● TASK
Reproduce every line of text in the records below word for word, omitting the pictures.

● EXTRACTED MATERIAL
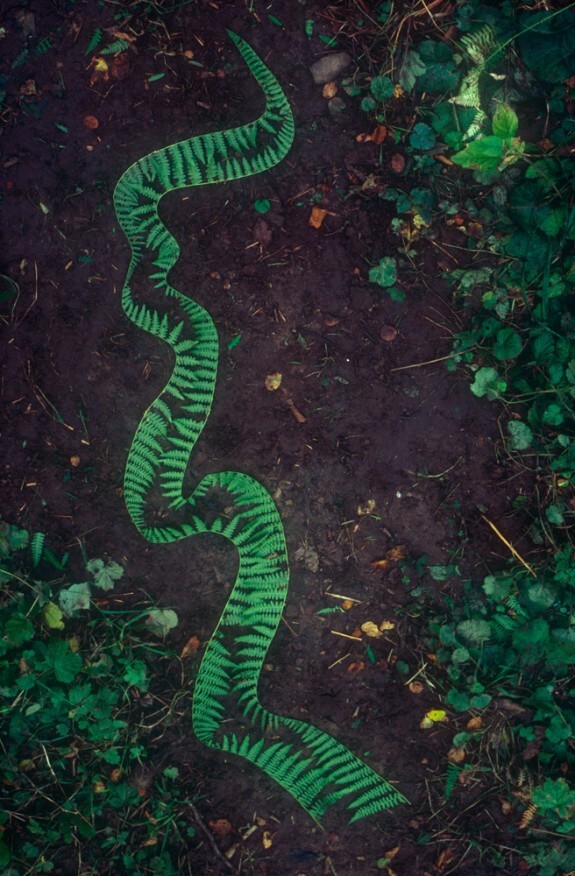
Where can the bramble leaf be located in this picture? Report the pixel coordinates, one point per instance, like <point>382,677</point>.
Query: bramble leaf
<point>161,620</point>
<point>488,383</point>
<point>382,88</point>
<point>385,273</point>
<point>105,573</point>
<point>521,436</point>
<point>505,122</point>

● THE COMPLETED TASK
Where can the bramble leaf be located in this picture? Report the pixel coordinates, one point per instance, like <point>382,677</point>.
Query: bramble leaf
<point>161,620</point>
<point>488,383</point>
<point>382,88</point>
<point>385,273</point>
<point>105,573</point>
<point>521,436</point>
<point>505,122</point>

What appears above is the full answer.